- **Passage for review**
* * *

Scientists of antiquity believed that spotted hyenas were hermaphrodites (having both male and female reproductive organs). The mistake is understandable because from birth, the female hyena has a clitoris that is as large as the penis of males (as Figure 1 shows), through which she urinates, receives semen, and gives birth. Female hyenas are also larger, more aggressive, and socially dominant over males.
What difference in the hyena’s prenatal development causes this sexual monomorphism? In other mammals the placenta rapidly aromatizes androgens into estrogens; this conversion may be a way to protect the mother and fetal females from androgens produced by fetal males. But the spotted-hyena placenta is remarkably deficient in the aromatase enzyme (Licht et al., 1992).
Because the hyena mother produces large amounts of the androgen androstenedione (Glickman et al., 1987), and the placenta fails to convert the androstenedione to estrogens, all the fetuses receive considerable amounts of androgens, which may help account for their masculine appearance. (However, female hyenas treated prenatally with androgen-blocking drugs still develop masculinized exteriors [Drea et al., 1998], suggesting that an additional mechanism must be involved.) One remarkable observation is that female pups, which are born with teeth, fight viciously with siblings immediately from birth. Sisters fight particularly violently, and in wild populations it is common for a pup to kill its sibling (Frank et al., 1991), at least during periods when food is scarce (Smale et al., 1999). It remains to be established whether this extreme aggression is due to prenatal stimulation of the brain with androgens.
Even if the extreme aggressiveness of the female hyena is due to fetal androgens, females do mate with males, so their brains have not been made permanently unreceptive (as would happen in prenatally androgenized rats). Indeed, female hyenas seem to have a typically feminine sexually dimorphic nucleus of the POA (SDN-POA) (Fenstemaker et al., 1999) and spinal nucleus of the bulbocavernosus (SNB) (Forger et al., 1996) (see the textbook). Just the same, mating in the spotted hyena is a tense affair: the female seems to just barely tolerate the male’s proximity, and the male alternates between approaching and retreating from his alluring but dangerous mate.

* * *

- **Data provided**

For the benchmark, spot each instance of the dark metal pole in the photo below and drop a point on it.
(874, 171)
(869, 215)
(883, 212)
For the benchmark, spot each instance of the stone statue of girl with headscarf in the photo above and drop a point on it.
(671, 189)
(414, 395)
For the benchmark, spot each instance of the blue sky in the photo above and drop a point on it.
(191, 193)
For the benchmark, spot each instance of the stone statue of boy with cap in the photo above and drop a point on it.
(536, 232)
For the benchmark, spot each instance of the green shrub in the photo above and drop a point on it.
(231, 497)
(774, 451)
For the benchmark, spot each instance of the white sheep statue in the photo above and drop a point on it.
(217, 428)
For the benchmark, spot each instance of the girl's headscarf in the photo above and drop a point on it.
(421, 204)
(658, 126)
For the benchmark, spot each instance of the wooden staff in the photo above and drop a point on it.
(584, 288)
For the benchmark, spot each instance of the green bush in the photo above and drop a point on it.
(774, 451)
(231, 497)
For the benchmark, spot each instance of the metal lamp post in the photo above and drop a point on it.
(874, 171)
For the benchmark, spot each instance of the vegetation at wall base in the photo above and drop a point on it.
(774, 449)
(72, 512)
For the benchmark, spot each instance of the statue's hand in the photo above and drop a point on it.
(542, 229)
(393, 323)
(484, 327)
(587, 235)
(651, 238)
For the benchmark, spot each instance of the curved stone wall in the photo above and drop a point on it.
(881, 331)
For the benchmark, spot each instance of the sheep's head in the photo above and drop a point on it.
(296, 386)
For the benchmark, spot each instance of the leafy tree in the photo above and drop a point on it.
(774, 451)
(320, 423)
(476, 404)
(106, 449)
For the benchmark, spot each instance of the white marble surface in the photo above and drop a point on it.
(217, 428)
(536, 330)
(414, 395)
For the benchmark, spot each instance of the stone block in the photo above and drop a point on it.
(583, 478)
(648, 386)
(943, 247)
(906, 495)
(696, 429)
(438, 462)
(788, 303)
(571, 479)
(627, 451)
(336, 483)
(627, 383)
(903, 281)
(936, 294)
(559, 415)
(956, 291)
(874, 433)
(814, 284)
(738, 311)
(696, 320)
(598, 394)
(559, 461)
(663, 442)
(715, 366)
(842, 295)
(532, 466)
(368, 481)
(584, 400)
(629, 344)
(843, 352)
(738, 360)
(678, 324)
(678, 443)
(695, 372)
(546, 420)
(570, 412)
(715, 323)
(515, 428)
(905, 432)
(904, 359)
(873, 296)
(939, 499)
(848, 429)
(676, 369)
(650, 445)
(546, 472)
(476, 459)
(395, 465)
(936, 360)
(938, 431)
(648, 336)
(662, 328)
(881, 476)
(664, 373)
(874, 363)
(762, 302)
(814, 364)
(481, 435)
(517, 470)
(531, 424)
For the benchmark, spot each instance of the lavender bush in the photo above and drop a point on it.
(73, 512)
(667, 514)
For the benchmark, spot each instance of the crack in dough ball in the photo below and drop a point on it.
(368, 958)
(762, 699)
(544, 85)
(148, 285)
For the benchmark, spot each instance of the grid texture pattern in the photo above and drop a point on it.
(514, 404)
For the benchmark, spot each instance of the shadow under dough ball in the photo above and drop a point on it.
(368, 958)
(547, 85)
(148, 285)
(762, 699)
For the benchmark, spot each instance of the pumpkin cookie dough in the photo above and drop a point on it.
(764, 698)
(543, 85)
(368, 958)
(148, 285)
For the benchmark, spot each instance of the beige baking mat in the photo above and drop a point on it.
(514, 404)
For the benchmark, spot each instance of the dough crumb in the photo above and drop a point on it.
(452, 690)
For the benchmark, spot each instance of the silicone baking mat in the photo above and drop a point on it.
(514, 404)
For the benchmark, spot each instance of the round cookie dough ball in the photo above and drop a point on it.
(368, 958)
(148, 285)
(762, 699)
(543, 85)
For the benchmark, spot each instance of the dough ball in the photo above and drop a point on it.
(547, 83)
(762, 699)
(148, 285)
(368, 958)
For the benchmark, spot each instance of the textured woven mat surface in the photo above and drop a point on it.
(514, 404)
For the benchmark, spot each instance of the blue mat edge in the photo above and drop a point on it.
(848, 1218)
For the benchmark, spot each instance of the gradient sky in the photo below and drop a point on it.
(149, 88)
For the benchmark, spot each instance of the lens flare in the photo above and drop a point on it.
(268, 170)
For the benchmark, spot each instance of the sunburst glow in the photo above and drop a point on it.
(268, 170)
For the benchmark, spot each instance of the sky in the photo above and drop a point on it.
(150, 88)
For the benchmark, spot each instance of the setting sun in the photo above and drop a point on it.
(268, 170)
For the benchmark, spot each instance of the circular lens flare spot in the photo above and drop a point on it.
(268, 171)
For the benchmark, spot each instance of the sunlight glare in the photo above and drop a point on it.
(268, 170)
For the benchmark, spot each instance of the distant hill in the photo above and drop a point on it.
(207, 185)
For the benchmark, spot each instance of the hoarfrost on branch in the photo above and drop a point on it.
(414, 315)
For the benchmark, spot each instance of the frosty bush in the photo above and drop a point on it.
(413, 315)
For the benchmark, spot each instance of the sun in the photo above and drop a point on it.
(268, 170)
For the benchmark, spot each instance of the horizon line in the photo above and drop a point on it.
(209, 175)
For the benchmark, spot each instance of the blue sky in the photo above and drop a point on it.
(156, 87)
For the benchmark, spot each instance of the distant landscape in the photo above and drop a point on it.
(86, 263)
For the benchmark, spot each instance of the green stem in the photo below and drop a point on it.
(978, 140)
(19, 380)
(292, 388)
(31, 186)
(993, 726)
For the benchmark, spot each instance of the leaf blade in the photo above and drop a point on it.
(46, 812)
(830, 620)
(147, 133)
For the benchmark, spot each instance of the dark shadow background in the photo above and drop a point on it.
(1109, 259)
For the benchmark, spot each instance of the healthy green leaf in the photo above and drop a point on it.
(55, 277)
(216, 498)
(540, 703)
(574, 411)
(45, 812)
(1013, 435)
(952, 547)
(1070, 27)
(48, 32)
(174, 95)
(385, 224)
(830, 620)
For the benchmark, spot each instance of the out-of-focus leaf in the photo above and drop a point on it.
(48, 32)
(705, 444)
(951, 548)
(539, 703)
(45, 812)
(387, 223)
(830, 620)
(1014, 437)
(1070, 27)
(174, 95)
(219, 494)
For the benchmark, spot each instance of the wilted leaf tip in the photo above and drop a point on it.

* * *

- **Task instructions**
[1] In the passage on spotted hyenas, which enzyme is the spotted-hyena placenta said to be remarkably deficient in?
[2] Pick up the passage on spotted hyenas after its final sentence and carry it forward.

- **Task answers**
[1] The aromatase enzyme.

[2]
Drea, C. M., Weldele, M. L., Forger, N. G., Coscia, E. M., et al. (1998). Androgens and masculinization of genitalia in the spotted hyaena (Crocuta crocuta). 2. Effects of prenatal anti-androgens. Journal of Reproduction and Fertility 113: 117–127.
Fenstemaker, S. B., Zup, S. L., Frank, L. G., Glickman, S. E., et al. (1999). A sex difference in the hypothalamus of the spotted hyena. Nature Neuroscience 2: 943–945.
Forger, N. G., Frank, L. G., Breedlove, S. M., and Glickman, S. E. (1996). Sexual dimorphism of perineal muscles and motoneurons in spotted hyenas. Journal of Comparative Neurology 375: 333–343.
Frank, L. G., Glickman, S. E., and Licht, P. (1991). Fatal sibling aggression, precocial development, and androgens in neonatal spotted hyenas. Science 252: 702–704.
Glickman, S. E., Frank, L. G., Davidson, J. M., Smith, E. R., et al. (1987). Androstenedione may organize or activate sex-reversed traits in female spotted hyenas. Proceedings of the National Academy of Sciences, USA 84: 344–347.
Licht, P., Frank, L. G., Pavgi, S., Yalcinkaya, T. M., et al. (1992). Hormonal correlates of “masculinization” in female spotted hyenas (Crocuta crocuta). 2. Maternal and fetal steroids. Journal of Reproduction and Fertility 95: 463–474.
Smale, L., Holekamp, K. E., and White, P. A. (1999). Siblicide revisited in the spotted hyaena: Does it conform to obligate or facultative models? Animal Behaviour 58: 545–551.